# START OF PROVIDED MATERIAL

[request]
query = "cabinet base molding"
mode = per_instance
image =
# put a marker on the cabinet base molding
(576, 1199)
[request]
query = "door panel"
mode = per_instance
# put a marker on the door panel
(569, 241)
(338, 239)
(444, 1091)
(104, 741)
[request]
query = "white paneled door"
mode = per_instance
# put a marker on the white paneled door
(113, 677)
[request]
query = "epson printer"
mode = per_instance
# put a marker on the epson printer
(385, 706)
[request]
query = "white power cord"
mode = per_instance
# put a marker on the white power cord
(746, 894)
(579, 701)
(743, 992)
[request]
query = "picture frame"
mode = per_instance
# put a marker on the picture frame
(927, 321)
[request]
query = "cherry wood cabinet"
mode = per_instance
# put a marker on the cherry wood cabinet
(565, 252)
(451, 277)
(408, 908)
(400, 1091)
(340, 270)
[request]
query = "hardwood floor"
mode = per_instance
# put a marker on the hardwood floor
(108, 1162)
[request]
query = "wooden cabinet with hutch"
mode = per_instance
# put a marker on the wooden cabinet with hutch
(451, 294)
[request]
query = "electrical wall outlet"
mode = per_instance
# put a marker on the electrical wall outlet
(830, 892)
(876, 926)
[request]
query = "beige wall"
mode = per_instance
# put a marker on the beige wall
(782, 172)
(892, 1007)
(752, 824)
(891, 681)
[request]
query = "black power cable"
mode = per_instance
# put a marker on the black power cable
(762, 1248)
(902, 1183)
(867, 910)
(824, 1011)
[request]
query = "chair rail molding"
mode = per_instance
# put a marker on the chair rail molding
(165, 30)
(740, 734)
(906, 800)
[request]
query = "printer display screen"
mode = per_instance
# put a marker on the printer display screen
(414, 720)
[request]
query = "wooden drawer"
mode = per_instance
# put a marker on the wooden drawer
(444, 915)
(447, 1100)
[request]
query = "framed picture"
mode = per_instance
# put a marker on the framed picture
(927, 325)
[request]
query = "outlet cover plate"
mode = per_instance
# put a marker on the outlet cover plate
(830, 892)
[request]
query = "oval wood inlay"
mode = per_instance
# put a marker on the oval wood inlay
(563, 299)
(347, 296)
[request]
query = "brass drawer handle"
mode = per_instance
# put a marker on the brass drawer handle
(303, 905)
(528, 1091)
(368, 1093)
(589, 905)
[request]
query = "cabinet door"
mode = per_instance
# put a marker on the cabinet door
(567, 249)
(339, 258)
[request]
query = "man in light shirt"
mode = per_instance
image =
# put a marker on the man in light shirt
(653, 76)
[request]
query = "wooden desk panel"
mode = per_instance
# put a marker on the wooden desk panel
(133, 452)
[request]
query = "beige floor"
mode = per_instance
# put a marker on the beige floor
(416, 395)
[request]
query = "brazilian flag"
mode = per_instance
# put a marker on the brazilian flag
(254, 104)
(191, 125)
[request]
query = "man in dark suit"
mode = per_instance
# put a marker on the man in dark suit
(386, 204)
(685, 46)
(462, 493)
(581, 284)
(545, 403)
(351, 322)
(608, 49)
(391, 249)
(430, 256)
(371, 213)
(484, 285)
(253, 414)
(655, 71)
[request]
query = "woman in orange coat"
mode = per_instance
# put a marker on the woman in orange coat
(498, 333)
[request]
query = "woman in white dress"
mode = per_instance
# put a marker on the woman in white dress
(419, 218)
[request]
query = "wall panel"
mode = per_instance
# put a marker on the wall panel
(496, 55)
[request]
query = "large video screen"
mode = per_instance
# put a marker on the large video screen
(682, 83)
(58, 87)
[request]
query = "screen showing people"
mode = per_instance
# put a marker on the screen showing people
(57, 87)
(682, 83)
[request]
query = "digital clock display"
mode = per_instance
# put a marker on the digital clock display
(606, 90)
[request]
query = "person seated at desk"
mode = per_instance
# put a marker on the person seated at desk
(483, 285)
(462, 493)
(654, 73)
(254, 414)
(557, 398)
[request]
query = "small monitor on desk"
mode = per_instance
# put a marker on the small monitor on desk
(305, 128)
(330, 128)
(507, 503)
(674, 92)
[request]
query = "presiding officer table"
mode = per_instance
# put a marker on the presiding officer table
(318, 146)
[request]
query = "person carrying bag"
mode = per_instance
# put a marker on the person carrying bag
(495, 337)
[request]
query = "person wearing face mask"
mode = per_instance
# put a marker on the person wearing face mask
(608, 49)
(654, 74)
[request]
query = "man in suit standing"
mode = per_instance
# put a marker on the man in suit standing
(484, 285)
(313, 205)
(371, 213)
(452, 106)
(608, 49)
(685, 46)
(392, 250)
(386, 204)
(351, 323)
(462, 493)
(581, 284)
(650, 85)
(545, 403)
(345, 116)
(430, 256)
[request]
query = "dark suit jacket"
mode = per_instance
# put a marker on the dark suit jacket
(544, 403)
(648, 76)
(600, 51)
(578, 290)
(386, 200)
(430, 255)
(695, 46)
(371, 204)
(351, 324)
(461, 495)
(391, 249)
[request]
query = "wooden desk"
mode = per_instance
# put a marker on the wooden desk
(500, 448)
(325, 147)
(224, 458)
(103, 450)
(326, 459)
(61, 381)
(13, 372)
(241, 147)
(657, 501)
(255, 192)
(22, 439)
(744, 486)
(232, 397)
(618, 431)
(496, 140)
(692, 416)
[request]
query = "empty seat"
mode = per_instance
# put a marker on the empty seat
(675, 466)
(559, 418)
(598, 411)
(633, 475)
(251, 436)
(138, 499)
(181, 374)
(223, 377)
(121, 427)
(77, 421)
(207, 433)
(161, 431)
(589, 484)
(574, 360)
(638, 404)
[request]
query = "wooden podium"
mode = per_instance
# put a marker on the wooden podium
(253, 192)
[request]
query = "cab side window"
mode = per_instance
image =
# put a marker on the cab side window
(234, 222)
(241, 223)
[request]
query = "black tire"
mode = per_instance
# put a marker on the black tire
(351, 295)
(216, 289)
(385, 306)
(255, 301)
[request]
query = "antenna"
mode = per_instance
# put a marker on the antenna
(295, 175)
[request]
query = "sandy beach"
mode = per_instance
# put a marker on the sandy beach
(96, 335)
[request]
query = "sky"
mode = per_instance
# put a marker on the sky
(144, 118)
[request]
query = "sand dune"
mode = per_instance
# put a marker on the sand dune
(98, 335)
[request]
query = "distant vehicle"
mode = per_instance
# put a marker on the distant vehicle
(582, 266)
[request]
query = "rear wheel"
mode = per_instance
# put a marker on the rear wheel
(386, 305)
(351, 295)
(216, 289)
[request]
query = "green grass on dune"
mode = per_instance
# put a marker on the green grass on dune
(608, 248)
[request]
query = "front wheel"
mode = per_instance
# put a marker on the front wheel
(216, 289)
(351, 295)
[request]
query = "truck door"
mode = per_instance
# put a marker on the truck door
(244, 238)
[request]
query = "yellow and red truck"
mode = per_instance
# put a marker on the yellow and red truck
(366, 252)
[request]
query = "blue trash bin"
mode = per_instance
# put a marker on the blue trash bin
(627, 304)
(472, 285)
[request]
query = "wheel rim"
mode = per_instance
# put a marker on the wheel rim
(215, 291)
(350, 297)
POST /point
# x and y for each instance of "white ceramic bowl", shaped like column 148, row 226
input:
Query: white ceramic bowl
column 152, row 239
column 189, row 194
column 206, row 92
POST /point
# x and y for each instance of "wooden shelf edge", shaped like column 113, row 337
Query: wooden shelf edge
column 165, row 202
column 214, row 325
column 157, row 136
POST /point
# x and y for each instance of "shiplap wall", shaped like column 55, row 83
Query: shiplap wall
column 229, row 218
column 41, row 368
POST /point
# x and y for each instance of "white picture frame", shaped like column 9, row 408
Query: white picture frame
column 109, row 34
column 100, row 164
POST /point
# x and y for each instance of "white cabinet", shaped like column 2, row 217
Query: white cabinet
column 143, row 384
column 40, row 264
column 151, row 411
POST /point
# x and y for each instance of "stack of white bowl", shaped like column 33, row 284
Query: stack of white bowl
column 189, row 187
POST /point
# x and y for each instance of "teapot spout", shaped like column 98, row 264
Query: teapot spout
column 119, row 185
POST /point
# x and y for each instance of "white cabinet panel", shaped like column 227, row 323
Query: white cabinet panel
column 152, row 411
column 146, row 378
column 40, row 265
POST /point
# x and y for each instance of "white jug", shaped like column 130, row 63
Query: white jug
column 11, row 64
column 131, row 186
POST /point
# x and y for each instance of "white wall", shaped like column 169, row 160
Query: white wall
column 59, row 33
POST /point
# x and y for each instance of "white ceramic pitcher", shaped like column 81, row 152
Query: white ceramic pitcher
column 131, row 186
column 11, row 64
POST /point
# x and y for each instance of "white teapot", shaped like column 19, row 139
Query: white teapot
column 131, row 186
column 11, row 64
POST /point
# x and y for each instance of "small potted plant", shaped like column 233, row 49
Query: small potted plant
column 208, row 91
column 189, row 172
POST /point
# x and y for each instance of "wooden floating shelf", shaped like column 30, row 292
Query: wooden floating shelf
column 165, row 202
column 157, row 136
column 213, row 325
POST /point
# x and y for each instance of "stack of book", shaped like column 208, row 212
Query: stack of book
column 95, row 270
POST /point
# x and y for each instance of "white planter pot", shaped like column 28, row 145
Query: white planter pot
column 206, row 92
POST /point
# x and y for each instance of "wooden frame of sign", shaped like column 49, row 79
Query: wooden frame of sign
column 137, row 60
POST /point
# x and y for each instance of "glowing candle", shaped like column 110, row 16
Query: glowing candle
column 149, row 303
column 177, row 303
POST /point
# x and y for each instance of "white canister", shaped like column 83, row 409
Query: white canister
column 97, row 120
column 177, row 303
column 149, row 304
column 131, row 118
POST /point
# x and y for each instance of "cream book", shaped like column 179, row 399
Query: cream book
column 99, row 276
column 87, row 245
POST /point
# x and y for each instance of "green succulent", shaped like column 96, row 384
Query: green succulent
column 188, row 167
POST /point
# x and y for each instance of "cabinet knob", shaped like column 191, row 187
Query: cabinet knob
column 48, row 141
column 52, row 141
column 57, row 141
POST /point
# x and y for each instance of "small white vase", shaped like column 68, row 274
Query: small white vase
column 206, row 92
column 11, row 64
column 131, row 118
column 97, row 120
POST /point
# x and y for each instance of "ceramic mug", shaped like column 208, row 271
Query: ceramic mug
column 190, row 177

# END OF PROVIDED MATERIAL

### DESCRIPTION OF THE TASK
How many lines of the entries above contain the word "tire"? Give only the number.

### ANSWER TO THE TASK
2